■ Set task
Switch every "a pin per instance" to "one point per instance" and write out all of the items below with nothing else changed.

-- begin Material for this exercise --

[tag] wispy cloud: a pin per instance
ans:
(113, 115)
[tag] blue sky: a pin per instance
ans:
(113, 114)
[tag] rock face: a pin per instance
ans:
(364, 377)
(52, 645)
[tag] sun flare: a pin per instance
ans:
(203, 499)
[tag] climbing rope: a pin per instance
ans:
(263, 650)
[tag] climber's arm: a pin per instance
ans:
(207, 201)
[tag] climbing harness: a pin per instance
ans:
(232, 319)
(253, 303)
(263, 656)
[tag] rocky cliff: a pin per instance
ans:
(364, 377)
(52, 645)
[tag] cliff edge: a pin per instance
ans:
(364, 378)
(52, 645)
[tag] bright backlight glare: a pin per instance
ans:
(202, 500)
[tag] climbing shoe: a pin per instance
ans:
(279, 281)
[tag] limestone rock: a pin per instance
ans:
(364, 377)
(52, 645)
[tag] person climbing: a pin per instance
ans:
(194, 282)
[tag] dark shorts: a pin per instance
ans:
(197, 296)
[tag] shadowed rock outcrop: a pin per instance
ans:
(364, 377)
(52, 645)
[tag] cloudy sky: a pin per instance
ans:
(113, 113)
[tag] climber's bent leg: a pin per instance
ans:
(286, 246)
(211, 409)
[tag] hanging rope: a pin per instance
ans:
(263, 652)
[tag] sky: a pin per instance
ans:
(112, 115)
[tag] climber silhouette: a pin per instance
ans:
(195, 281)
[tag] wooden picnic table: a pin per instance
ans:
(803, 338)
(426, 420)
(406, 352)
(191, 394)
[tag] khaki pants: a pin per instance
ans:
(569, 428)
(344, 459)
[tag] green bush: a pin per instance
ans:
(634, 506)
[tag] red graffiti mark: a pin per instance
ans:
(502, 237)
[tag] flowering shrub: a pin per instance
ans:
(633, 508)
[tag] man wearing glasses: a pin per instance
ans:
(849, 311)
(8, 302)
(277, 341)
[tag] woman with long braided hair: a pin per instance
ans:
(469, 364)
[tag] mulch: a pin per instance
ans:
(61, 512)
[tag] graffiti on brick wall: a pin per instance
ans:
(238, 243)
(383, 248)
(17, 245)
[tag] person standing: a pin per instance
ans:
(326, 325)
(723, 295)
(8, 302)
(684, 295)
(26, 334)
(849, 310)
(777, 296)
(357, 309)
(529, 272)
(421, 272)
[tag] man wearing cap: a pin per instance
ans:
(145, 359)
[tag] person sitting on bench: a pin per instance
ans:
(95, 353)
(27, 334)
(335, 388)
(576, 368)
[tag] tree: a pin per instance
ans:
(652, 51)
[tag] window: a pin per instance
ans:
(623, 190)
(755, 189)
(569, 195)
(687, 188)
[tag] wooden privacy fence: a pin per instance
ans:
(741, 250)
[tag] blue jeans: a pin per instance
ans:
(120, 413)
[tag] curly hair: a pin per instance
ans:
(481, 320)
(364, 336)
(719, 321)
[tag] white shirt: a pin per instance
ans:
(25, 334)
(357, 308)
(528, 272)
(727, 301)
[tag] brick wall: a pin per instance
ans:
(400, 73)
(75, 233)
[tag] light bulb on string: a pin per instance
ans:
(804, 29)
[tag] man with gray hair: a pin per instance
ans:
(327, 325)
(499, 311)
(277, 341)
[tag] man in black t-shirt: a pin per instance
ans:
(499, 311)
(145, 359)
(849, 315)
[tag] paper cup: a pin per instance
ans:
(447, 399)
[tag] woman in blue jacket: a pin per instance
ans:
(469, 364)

-- end Material for this exercise --

■ Task result
[tag] wispy cloud: one point per instance
ans:
(113, 115)
[tag] blue sky: one point per instance
ans:
(113, 114)
[tag] rock face: one point per instance
ans:
(364, 377)
(52, 645)
[tag] sun flare: one point per instance
ans:
(203, 499)
[tag] climbing rope: one point per instance
ans:
(263, 650)
[tag] climber's arm: one point per instance
ans:
(207, 201)
[tag] climbing harness: one point per instance
ans:
(232, 319)
(253, 303)
(263, 656)
[tag] rocky cliff: one point per instance
ans:
(364, 377)
(52, 645)
[tag] cliff edge: one point per instance
ans:
(364, 378)
(52, 645)
[tag] bright backlight glare: one point per instance
ans:
(202, 500)
[tag] climbing shoe: one point per instance
ans:
(279, 281)
[tag] limestone rock: one point per instance
ans:
(364, 377)
(52, 645)
[tag] person climbing: one point per instance
ans:
(194, 282)
[tag] dark shorts: one point per instance
ans:
(197, 296)
[tag] shadowed rock outcrop: one point per instance
ans:
(364, 377)
(52, 645)
[tag] cloudy sky: one point per instance
ans:
(113, 113)
[tag] climber's bent leg: one point per instance
ans:
(286, 246)
(211, 409)
[tag] hanging rope: one point per instance
ans:
(263, 652)
[tag] sky: one point per instance
ans:
(112, 115)
[tag] climber silhouette: one point per instance
ans:
(195, 281)
[tag] wooden picnic table: one point per instance
ans:
(803, 338)
(426, 420)
(406, 352)
(191, 394)
[tag] khaki pants: one point per instance
ans:
(569, 428)
(344, 459)
[tag] green bush: one point per instance
ans:
(634, 506)
[tag] red graffiti mark: one point per instance
ans:
(502, 237)
[tag] flowering shrub: one point per instance
ans:
(633, 508)
[tag] man wearing glasses: one point per instance
ans:
(849, 311)
(8, 302)
(277, 341)
[tag] woman with long braided hair: one point per instance
ans:
(469, 364)
[tag] mulch: one point per instance
ans:
(61, 512)
[tag] graffiti on brick wall: one point per instance
ans:
(238, 243)
(383, 248)
(17, 245)
[tag] person standing: one point per instance
ans:
(326, 325)
(723, 295)
(8, 302)
(684, 295)
(26, 334)
(849, 310)
(777, 296)
(357, 309)
(529, 272)
(421, 272)
[tag] man wearing cap: one point per instance
ans:
(145, 359)
[tag] person sitting on bench: one point per instance
ans:
(95, 353)
(27, 334)
(335, 388)
(576, 368)
[tag] tree: one point per instance
ans:
(652, 51)
[tag] window: one point per instance
ans:
(623, 190)
(755, 189)
(569, 195)
(687, 188)
[tag] wooden privacy fence: one point per instance
ans:
(741, 250)
[tag] blue jeans: one point per instance
ans:
(120, 413)
[tag] curly hair: one point per instance
ans:
(481, 320)
(364, 336)
(719, 321)
[tag] white shirt: one point per instance
ans:
(25, 334)
(357, 308)
(528, 272)
(727, 301)
[tag] brick wall: one point per instance
ans:
(400, 73)
(75, 233)
[tag] light bulb on string: one point per instance
ans:
(804, 29)
[tag] man with gray hair: one point per instance
ans:
(327, 325)
(499, 311)
(277, 341)
[tag] man in black t-shirt: one point per instance
ans:
(499, 311)
(145, 359)
(849, 315)
[tag] paper cup: one point per instance
ans:
(447, 399)
[tag] woman in blue jacket: one point per instance
ans:
(469, 364)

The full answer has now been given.